Aquella tarde llegué a mi montaña algo confuso. A los pocos minutos ya me había convertido en un hombre de mediana edad con un intenso dolor ciático en la pierna derecha. Llegué a la cima y volví a empezar. Ahora era una chica adolescente que acababa de reconocer ante su madre que vomitaba sin control siempre que podía. Alcancé la cima y volví a bajar. Me convertí en un caballero octogenario que acababa de perder a su mujer tras seis décadas de feliz convivencia. Coroné y empecé de nuevo. En esta ocasión como una joven que acababan de dar de alta de la unidad de agudos de un hospital provincial con una enfermedad mental severa, deseaba el alta para empezar a trabajar. Luego fui una mujer desesperada por su hijo que hacía dos días se había intentado suicidar. El siguiente un atlético señor con una recidiva de pericarditis al que tuve que derivar al hospital. De nuevo otro señor de esa edad con la cara torcida de dolor por un cólico renal que precisaba medicación intravenosa. Después una pareja angustiada por la suerte de su nieto al que su hija no cuidaba como ellos deseaban.
++++++
CONSIGNAS »
1. Enumera todas las personas en las que se convierte, una tras otra, quien narra el texto mostrado.
2. Resume el texto mostrado en dos oraciones.
3. Según el texto mostrado, ¿cuánto tiempo había convivido el caballero octogenario con su mujer?
El listado no tiene ninguna relación con el texto mostrado.
++++++
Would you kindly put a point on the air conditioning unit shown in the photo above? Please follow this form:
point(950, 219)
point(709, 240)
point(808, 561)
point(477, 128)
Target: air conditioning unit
++++++
RESPUESTAS »
1.
1. Un hombre de mediana edad con un intenso dolor ciático en la pierna derecha.
2. Una chica adolescente que acababa de reconocer ante su madre que vomitaba sin control.
3. Un caballero octogenario que acababa de perder a su mujer.
4. Una joven dada de alta de la unidad de agudos de un hospital provincial con una enfermedad mental severa.
5. Una mujer desesperada por su hijo, que se había intentado suicidar.
6. Un atlético señor con una recidiva de pericarditis.
7. Otro señor con un cólico renal.
8. Una pareja angustiada por la suerte de su nieto.

2. Quien narra llega confuso a su montaña y, cada vez que alcanza la cima y vuelve a empezar, se convierte en una persona distinta. Esas personas sufren dolencias o angustias, como el dolor ciático, una enfermedad mental severa, una pericarditis, un cólico renal, la muerte de la esposa o el intento de suicidio de un hijo.

3. Seis décadas.